▶ Text shown
============================================================
Set

set is a mutable, unordered collection of hashable objects. frozenset is similar to set, but immutable. See docs.python: set, frozenset for documentation.

Initialization

Sets are declared as a collection of objects separated by a comma within {} characters. The set() function can be used to initialize an empty set and to convert iterables.

>>> empty_set = set()
>>> empty_set
set()

>>> nums = {-0.1, 3, 2, -5, 7, 1, 6.3, 5}
# note that the order is not the same as declaration
>>> nums
{-0.1, 1, 2, 3, 5, 6.3, 7, -5}

# sets can only contain distinct elements
>>> set([3, 2, 11, 3, 5, 13, 2])
{2, 3, 5, 11, 13}
>>> set('initialize')
{'a', 'n', 't', 'l', 'e', 'i', 'z'}

set doesn't allow mutable objects as elements.
============================================================
▶ Entries supplied
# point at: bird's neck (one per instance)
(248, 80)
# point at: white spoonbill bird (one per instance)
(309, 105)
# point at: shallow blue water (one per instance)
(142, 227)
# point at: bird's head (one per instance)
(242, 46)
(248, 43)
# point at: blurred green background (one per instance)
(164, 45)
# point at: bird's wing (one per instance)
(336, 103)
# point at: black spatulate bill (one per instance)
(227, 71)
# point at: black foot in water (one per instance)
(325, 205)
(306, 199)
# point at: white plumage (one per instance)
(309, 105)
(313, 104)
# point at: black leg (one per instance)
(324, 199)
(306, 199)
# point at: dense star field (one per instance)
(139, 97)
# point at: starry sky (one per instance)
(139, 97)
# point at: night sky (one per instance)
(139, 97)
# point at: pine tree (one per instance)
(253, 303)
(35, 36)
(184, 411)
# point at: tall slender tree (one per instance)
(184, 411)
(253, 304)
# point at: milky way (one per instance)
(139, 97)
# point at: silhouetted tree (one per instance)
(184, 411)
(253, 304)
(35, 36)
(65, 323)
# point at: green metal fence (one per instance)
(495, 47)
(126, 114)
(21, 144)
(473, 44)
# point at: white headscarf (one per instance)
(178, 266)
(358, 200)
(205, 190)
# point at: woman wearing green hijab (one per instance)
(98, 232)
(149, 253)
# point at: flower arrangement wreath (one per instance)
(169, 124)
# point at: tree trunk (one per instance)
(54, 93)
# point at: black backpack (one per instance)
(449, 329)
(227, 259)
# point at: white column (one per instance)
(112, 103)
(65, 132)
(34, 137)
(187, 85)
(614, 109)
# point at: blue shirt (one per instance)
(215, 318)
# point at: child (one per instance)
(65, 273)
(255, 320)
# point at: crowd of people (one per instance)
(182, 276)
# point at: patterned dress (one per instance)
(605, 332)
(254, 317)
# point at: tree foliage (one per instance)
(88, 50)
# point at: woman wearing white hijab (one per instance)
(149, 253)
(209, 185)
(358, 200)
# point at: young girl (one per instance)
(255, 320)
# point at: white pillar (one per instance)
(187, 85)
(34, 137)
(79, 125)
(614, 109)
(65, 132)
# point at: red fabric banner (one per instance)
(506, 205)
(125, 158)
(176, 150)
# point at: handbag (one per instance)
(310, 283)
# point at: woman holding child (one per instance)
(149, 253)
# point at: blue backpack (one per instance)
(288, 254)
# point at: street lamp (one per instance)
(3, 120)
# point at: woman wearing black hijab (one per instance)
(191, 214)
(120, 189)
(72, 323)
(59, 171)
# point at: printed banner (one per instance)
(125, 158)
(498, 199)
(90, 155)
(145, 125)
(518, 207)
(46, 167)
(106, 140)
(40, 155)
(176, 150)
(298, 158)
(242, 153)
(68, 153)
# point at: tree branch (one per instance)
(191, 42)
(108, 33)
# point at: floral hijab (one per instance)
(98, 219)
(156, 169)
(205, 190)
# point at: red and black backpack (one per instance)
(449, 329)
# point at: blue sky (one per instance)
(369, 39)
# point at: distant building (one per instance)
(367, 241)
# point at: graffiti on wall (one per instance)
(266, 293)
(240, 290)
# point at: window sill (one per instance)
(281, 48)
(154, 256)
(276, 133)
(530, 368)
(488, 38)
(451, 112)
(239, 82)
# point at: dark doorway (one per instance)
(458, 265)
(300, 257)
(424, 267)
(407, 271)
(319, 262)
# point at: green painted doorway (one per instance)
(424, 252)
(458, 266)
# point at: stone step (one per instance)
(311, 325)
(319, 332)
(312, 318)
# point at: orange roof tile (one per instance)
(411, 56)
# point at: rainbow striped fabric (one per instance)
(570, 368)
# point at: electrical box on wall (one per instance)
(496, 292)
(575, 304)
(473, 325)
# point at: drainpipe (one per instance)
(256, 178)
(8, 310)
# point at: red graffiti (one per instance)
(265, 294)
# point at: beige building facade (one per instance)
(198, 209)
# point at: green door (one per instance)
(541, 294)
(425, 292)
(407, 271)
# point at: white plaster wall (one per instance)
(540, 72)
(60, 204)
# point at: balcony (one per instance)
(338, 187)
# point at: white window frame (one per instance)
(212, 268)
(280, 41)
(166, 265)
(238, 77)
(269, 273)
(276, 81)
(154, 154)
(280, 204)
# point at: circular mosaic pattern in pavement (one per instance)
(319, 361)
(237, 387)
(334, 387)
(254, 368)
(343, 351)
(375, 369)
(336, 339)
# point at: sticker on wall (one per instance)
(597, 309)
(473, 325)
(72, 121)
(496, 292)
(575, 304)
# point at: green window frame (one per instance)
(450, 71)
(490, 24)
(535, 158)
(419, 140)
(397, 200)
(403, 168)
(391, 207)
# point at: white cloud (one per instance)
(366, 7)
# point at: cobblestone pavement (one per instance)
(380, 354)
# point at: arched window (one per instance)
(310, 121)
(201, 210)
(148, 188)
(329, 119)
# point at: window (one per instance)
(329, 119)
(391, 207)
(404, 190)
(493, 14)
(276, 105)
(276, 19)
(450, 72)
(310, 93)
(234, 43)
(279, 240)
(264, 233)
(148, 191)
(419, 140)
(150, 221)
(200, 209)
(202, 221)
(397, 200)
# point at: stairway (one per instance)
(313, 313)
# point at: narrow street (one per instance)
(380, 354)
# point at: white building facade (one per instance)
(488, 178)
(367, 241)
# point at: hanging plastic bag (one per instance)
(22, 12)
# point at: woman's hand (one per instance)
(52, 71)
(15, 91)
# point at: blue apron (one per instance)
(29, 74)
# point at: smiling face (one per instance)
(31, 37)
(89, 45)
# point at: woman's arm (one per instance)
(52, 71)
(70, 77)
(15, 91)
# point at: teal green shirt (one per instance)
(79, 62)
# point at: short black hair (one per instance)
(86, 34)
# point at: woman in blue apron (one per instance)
============================================================
▶ What the task asks
Retype the Python set text word for word, from "set is a mutable, unordered" up to and including "empty_set = set()". Rely only on the Python set text, not the rows.

▶ Response to this task
set is a mutable, unordered collection of hashable objects. frozenset is similar to set, but immutable. See docs.python: set, frozenset for documentation.

Initialization

Sets are declared as a collection of objects separated by a comma within {} characters. The set() function can be used to initialize an empty set and to convert iterables.

>>> empty_set = set()